▶ [SOURCE EXTRACT]:

Cannot heal damage on their own, but often can be repaired by exposing them to a certain kind of effect (see the creature's description for details) or through the use of the Craft Construct feat. A construct with the fast healing special quality still benefits from that quality. 
Not subject to critical hits, nonlethal damage, ability damage, ability drain, fatigue, exhaustion, or energy drain. 
Immunity to any effect that requires a Fortitude save (unless the effect also works on objects, or is harmless). 
Not at risk of death from massive damage. Immediately destroyed when reduced to 0 hit points or less. 
Since it was never alive, a construct cannot be raised or resurrected. 

Because its body is a mass of unliving matter, a construct is hard to destroy. It gains bonus hit points based on size, as shown on the following table.  

Fine -, Diminutive -, Tiny -, Small 10, Medium 20, Large 30, Huge 40, Gargantuan 60, Colossal 80

Proficient with its natural weapons only, unless generally humanoid in form, in which case proficient with any weapon mentioned in its entry. 
Proficient with no armor. 
Constructs do not eat, sleep, or breathe. 

The Rules of the Game articles on constructs may also prove helpful.

http://www.wizards.com/default.asp?x=dnd/rg/20050809a (Part 1)
http://www.wizards.com/default.asp?x=dnd/rg/20050816a (Part 2)

 Natural armor improves by 2.
 Humanoid shaped creatures gain one or two slam attacks. (See CA - not that important.) 
 Ability scores: Str +4, Dex +2, Con -, Int -, Wis 11, Cha 1
 The effigy looses all the special attacks and qualities of the base creature except for extraordinary special attacks that don't rely on Con for a save DC. (So you keep extraordinary abilities like improved grab, but loose poison).
 The effigy gains DR/adamantine based on its HD. 
1-3 HD 1/adamantine
4-6 HD 3/adamantine
7-10 HD 5/adamantine
11-15 HD 7/adamantine
16-20 HD 10/adamantine
21+ HD 15/adamantine
 The effigy looses all the skill ranks and feats of the base creature except for feats that improve attacks, like Improved Natural Attack, Multiattack, Weapon Finesse, Weapon Focus and Weapon Proficiencies. 
See Complete Arcane for a more detailed description - this is just the basics and I've probably missed a thing or two. 

Cost: 
Body: Tiny (or smaller?) 500, Small 1000, Medium 2000, Large 5000, Huge 10000, Gargantuan 25000, Colossal 50000

In addition you have to pay 2000 gp for each HD. (If you create the effigy yourelf you pay 1000 gp + 80 XP per HD in adition to the cost of the body.)

Ok, with that out of the way let's move on to the practical application.

*Which spells are best used to improve an effigy? * 

Obviously the _repair ... damage_ spells (Complete Arcane, Eberron CS) are a must-have. You can heal a construct without them but it's far too expensive.

Most standard buff spells can be cast on an effigy. Energy protection of various kinds are especially useful. 

Artificers have some kick-ass construct-specific infusions.

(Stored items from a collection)
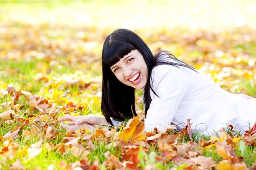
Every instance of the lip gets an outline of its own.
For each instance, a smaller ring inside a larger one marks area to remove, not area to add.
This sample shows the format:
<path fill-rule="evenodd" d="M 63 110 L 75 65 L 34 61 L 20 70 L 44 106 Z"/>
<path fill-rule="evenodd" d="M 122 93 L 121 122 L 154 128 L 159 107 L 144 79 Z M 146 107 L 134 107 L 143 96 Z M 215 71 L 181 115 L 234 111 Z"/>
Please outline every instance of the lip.
<path fill-rule="evenodd" d="M 131 83 L 132 84 L 133 84 L 133 85 L 138 85 L 140 82 L 140 79 L 141 79 L 141 77 L 140 76 L 141 75 L 141 73 L 140 73 L 140 75 L 139 75 L 138 76 L 138 80 L 137 80 L 137 81 L 136 82 L 131 82 L 130 81 L 130 80 L 129 80 L 129 79 L 131 79 L 131 78 L 133 78 L 133 77 L 134 77 L 134 76 L 137 74 L 138 73 L 140 73 L 139 71 L 137 72 L 136 73 L 134 74 L 134 75 L 133 75 L 132 76 L 130 77 L 130 78 L 129 79 L 127 79 L 127 80 L 129 81 L 129 82 L 130 82 L 130 83 Z"/>
<path fill-rule="evenodd" d="M 136 73 L 135 74 L 134 74 L 134 75 L 133 75 L 132 76 L 131 76 L 131 77 L 130 77 L 127 79 L 127 80 L 128 80 L 128 81 L 129 81 L 129 82 L 131 82 L 131 81 L 130 81 L 130 80 L 129 80 L 129 79 L 133 78 L 134 76 L 135 76 L 135 75 L 136 75 L 136 74 L 137 74 L 139 72 L 139 71 L 137 72 L 137 73 Z"/>

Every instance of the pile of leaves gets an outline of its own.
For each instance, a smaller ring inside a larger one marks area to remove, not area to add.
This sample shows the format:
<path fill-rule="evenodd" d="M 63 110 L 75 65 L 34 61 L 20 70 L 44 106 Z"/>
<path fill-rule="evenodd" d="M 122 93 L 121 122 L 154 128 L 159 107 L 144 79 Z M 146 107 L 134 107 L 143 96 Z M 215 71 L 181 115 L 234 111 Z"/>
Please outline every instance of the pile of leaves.
<path fill-rule="evenodd" d="M 110 130 L 98 129 L 94 132 L 81 129 L 65 132 L 60 131 L 58 124 L 56 126 L 56 113 L 61 110 L 64 114 L 76 112 L 82 109 L 80 107 L 72 103 L 57 106 L 45 99 L 30 92 L 17 91 L 13 87 L 3 92 L 9 94 L 13 100 L 1 104 L 2 107 L 11 109 L 0 114 L 0 125 L 15 126 L 0 136 L 2 168 L 25 169 L 22 162 L 32 160 L 43 152 L 46 152 L 46 156 L 55 153 L 60 156 L 71 153 L 76 157 L 75 161 L 61 160 L 56 163 L 58 168 L 66 170 L 165 170 L 167 167 L 246 170 L 245 159 L 253 156 L 255 160 L 256 157 L 254 153 L 249 155 L 246 152 L 248 147 L 254 148 L 256 131 L 247 131 L 243 136 L 236 134 L 235 136 L 233 127 L 230 125 L 229 133 L 223 130 L 217 136 L 200 137 L 193 136 L 191 123 L 188 119 L 186 128 L 178 133 L 175 132 L 176 127 L 173 125 L 161 131 L 155 128 L 152 132 L 145 133 L 144 122 L 136 117 L 129 120 L 121 132 L 113 127 Z M 20 111 L 24 105 L 17 103 L 20 97 L 24 97 L 29 104 L 24 113 Z M 35 111 L 38 113 L 33 114 Z M 26 119 L 22 118 L 24 117 Z M 27 142 L 36 138 L 38 141 L 31 145 L 16 141 L 22 139 Z M 253 165 L 251 169 L 255 167 L 256 165 Z M 54 167 L 51 164 L 48 169 Z"/>
<path fill-rule="evenodd" d="M 79 27 L 71 26 L 73 21 L 68 25 L 30 23 L 1 14 L 5 19 L 0 21 L 0 169 L 255 168 L 255 131 L 240 134 L 229 125 L 208 136 L 192 134 L 188 120 L 178 133 L 173 125 L 144 133 L 139 91 L 139 117 L 126 124 L 94 132 L 61 128 L 57 120 L 67 114 L 101 115 L 102 46 L 120 25 L 103 28 L 94 18 L 90 26 Z M 168 50 L 225 90 L 256 97 L 254 30 L 192 32 L 158 27 L 132 31 L 153 53 Z"/>

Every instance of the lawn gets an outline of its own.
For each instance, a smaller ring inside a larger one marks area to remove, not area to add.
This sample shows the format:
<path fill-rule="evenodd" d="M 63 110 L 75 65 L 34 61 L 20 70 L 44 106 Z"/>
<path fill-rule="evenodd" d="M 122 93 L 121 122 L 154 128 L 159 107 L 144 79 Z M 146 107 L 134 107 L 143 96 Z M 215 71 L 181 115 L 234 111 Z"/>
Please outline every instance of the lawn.
<path fill-rule="evenodd" d="M 127 120 L 129 127 L 72 132 L 57 119 L 102 115 L 101 50 L 119 28 L 224 89 L 256 97 L 256 7 L 253 0 L 0 1 L 0 169 L 251 167 L 255 132 L 241 134 L 235 125 L 213 136 L 190 134 L 189 124 L 179 133 L 171 126 L 144 133 L 139 90 L 139 118 Z"/>

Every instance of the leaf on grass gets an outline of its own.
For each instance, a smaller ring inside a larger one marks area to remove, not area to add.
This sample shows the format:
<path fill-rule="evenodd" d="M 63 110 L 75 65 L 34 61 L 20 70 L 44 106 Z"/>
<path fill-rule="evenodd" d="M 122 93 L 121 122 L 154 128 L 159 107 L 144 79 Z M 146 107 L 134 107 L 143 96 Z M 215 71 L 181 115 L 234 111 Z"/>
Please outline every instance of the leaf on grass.
<path fill-rule="evenodd" d="M 94 134 L 92 134 L 92 138 L 98 138 L 99 136 L 105 137 L 105 131 L 103 129 L 97 129 Z"/>
<path fill-rule="evenodd" d="M 0 114 L 0 118 L 4 121 L 13 119 L 14 118 L 16 117 L 17 117 L 17 115 L 11 109 L 6 110 Z"/>
<path fill-rule="evenodd" d="M 189 159 L 196 164 L 200 165 L 204 169 L 211 170 L 215 166 L 214 161 L 211 157 L 206 157 L 203 156 L 192 157 Z"/>
<path fill-rule="evenodd" d="M 2 147 L 0 150 L 0 154 L 3 156 L 2 162 L 7 161 L 7 158 L 13 159 L 15 153 L 20 147 L 20 145 L 15 143 L 10 137 L 7 139 L 9 139 L 3 141 Z"/>
<path fill-rule="evenodd" d="M 134 137 L 134 142 L 144 140 L 146 138 L 146 136 L 143 133 L 144 123 L 142 122 L 138 126 L 140 123 L 140 120 L 138 116 L 129 120 L 122 131 L 118 135 L 119 139 L 123 139 L 126 142 L 129 139 L 133 140 L 133 137 Z"/>
<path fill-rule="evenodd" d="M 30 158 L 37 156 L 42 151 L 42 139 L 40 139 L 38 142 L 31 145 L 31 147 L 28 149 L 27 151 Z"/>
<path fill-rule="evenodd" d="M 174 144 L 177 141 L 177 135 L 170 134 L 167 135 L 163 134 L 158 141 L 159 150 L 160 151 L 167 151 L 169 152 L 175 152 L 173 148 Z M 176 149 L 176 148 L 175 148 Z"/>
<path fill-rule="evenodd" d="M 180 155 L 175 156 L 173 159 L 173 161 L 179 164 L 187 164 L 188 166 L 191 166 L 193 164 L 193 162 L 190 160 L 185 159 Z"/>
<path fill-rule="evenodd" d="M 190 119 L 187 119 L 187 126 L 186 126 L 186 129 L 187 129 L 187 133 L 189 136 L 189 138 L 191 140 L 193 140 L 192 138 L 192 131 L 191 130 L 191 125 L 192 123 L 190 123 Z"/>
<path fill-rule="evenodd" d="M 54 130 L 52 127 L 49 126 L 46 129 L 45 137 L 47 139 L 50 139 L 54 136 Z"/>
<path fill-rule="evenodd" d="M 4 136 L 3 136 L 4 138 L 7 138 L 8 136 L 10 136 L 13 139 L 15 139 L 18 136 L 18 133 L 20 132 L 20 128 L 14 131 L 13 130 L 10 131 L 9 132 L 7 132 Z"/>
<path fill-rule="evenodd" d="M 226 142 L 221 143 L 218 141 L 216 146 L 215 152 L 219 156 L 225 159 L 230 159 L 231 154 L 230 152 L 230 148 L 227 145 Z"/>
<path fill-rule="evenodd" d="M 230 160 L 223 160 L 218 162 L 217 166 L 218 170 L 245 170 L 247 169 L 244 162 L 237 162 L 232 165 Z"/>
<path fill-rule="evenodd" d="M 122 163 L 119 159 L 114 154 L 110 153 L 109 152 L 104 153 L 107 160 L 104 162 L 102 165 L 106 166 L 110 170 L 119 170 L 123 169 Z"/>
<path fill-rule="evenodd" d="M 127 161 L 126 163 L 126 166 L 127 168 L 130 169 L 135 169 L 137 165 L 139 162 L 139 159 L 138 158 L 139 148 L 137 146 L 136 148 L 131 148 L 126 151 L 124 153 L 122 158 L 122 162 Z"/>
<path fill-rule="evenodd" d="M 16 160 L 15 162 L 10 164 L 9 168 L 11 170 L 23 170 L 25 169 L 21 164 L 21 162 L 19 158 Z"/>

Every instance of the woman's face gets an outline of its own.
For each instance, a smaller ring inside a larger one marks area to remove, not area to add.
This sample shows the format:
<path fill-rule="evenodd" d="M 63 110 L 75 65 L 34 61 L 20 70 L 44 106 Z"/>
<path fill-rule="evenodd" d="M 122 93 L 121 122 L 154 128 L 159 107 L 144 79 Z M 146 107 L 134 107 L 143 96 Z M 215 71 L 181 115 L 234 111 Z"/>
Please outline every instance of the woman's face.
<path fill-rule="evenodd" d="M 124 84 L 141 89 L 146 85 L 148 68 L 142 55 L 134 50 L 110 67 L 118 79 Z"/>

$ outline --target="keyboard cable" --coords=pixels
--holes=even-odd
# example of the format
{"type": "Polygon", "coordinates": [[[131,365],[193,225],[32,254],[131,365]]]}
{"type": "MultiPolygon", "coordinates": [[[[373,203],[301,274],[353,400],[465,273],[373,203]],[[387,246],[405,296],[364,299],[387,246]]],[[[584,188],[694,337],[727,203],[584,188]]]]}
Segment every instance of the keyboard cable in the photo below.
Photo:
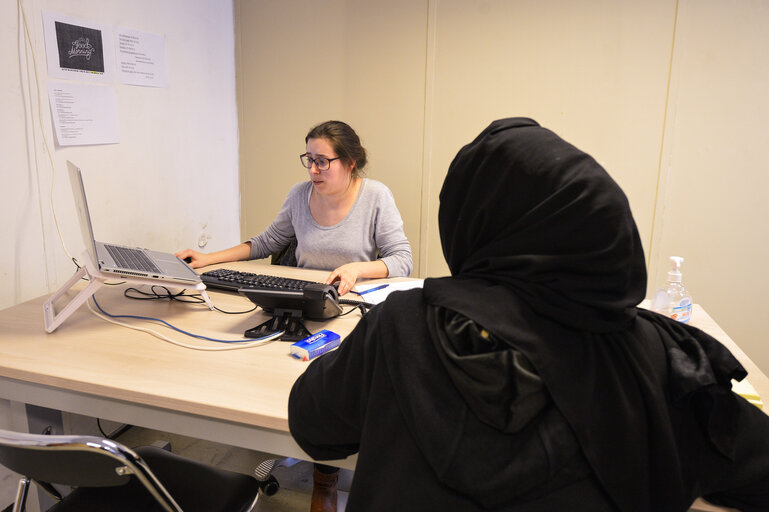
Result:
{"type": "Polygon", "coordinates": [[[112,324],[115,324],[115,325],[120,325],[122,327],[127,327],[129,329],[133,329],[133,330],[136,330],[136,331],[145,332],[147,334],[155,336],[156,338],[159,338],[159,339],[161,339],[163,341],[166,341],[168,343],[171,343],[173,345],[177,345],[177,346],[184,347],[184,348],[189,348],[189,349],[192,349],[192,350],[216,352],[216,351],[223,351],[223,350],[239,350],[239,349],[244,349],[244,348],[257,347],[257,346],[260,346],[260,345],[264,345],[265,343],[268,343],[268,342],[274,340],[275,338],[278,338],[278,337],[282,336],[285,333],[285,331],[278,331],[278,332],[274,332],[274,333],[272,333],[270,335],[264,336],[262,338],[253,338],[253,339],[252,338],[248,338],[248,339],[239,339],[239,340],[221,340],[221,339],[216,339],[216,338],[209,338],[207,336],[203,336],[203,335],[200,335],[200,334],[194,334],[194,333],[187,332],[187,331],[185,331],[183,329],[180,329],[180,328],[178,328],[178,327],[176,327],[176,326],[174,326],[174,325],[172,325],[172,324],[170,324],[170,323],[168,323],[165,320],[162,320],[160,318],[153,318],[153,317],[140,316],[140,315],[113,315],[111,313],[106,312],[99,305],[99,303],[96,300],[96,294],[91,296],[91,301],[93,301],[93,303],[96,305],[96,307],[99,309],[99,311],[96,311],[95,309],[93,309],[93,307],[91,306],[91,302],[90,301],[88,302],[88,309],[91,311],[91,313],[93,313],[94,315],[98,316],[99,318],[101,318],[102,320],[104,320],[106,322],[109,322],[109,323],[112,323],[112,324]],[[164,335],[162,333],[159,333],[157,331],[154,331],[152,329],[149,329],[147,327],[141,327],[141,326],[138,326],[138,325],[132,325],[132,324],[128,324],[128,323],[125,323],[125,322],[121,322],[119,320],[116,320],[117,318],[131,318],[131,319],[136,319],[136,320],[145,320],[145,321],[149,321],[149,322],[159,322],[159,323],[165,325],[166,327],[168,327],[170,329],[173,329],[175,331],[178,331],[178,332],[180,332],[182,334],[185,334],[187,336],[190,336],[190,337],[193,337],[193,338],[202,339],[202,340],[207,340],[207,341],[214,341],[214,342],[217,342],[217,343],[226,343],[226,346],[223,346],[223,347],[222,346],[210,347],[210,346],[190,345],[190,344],[183,343],[181,341],[177,341],[177,340],[174,340],[172,338],[169,338],[168,336],[166,336],[166,335],[164,335]]]}

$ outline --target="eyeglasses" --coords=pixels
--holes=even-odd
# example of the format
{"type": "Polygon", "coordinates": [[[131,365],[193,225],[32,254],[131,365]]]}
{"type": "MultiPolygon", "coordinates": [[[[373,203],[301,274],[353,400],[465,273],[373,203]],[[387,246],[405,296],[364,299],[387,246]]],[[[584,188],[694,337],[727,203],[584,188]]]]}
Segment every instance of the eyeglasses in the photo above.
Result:
{"type": "Polygon", "coordinates": [[[339,160],[340,158],[342,157],[338,156],[336,158],[326,158],[325,156],[319,156],[318,158],[313,158],[307,153],[299,155],[299,160],[302,161],[303,166],[307,167],[308,169],[312,169],[312,164],[314,163],[319,171],[327,171],[329,167],[331,167],[331,162],[334,160],[339,160]]]}

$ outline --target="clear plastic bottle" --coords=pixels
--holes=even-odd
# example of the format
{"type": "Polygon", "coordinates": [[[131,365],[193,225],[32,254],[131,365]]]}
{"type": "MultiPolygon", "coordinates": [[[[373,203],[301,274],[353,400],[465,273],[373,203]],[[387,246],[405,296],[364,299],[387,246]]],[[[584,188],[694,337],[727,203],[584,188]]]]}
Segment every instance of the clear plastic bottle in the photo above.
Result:
{"type": "Polygon", "coordinates": [[[681,282],[680,256],[671,256],[671,268],[668,271],[667,286],[660,288],[652,298],[651,309],[657,313],[669,316],[673,320],[686,323],[692,317],[692,298],[681,282]]]}

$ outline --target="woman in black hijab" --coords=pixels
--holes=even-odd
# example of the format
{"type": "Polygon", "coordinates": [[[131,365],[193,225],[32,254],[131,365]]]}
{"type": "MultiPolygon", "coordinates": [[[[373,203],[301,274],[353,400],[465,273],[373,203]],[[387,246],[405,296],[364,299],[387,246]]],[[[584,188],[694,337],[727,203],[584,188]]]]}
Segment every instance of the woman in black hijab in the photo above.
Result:
{"type": "Polygon", "coordinates": [[[495,121],[440,194],[452,277],[393,293],[289,401],[354,510],[769,510],[769,418],[707,334],[638,309],[625,195],[535,121],[495,121]]]}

▶ [TASK]:
Answer these questions from the construct post:
(a) How many bonus hit points does a Large construct gain?
(b) What damage reduction does an effigy with 7 to 10 HD receive?
(c) What do you pay per HD if you create the effigy yourself?

▶ [FINAL ANSWER]:
(a) 30
(b) 5/adamantine
(c) 1000 gp plus 80 XP per HD, in addition to the cost of the body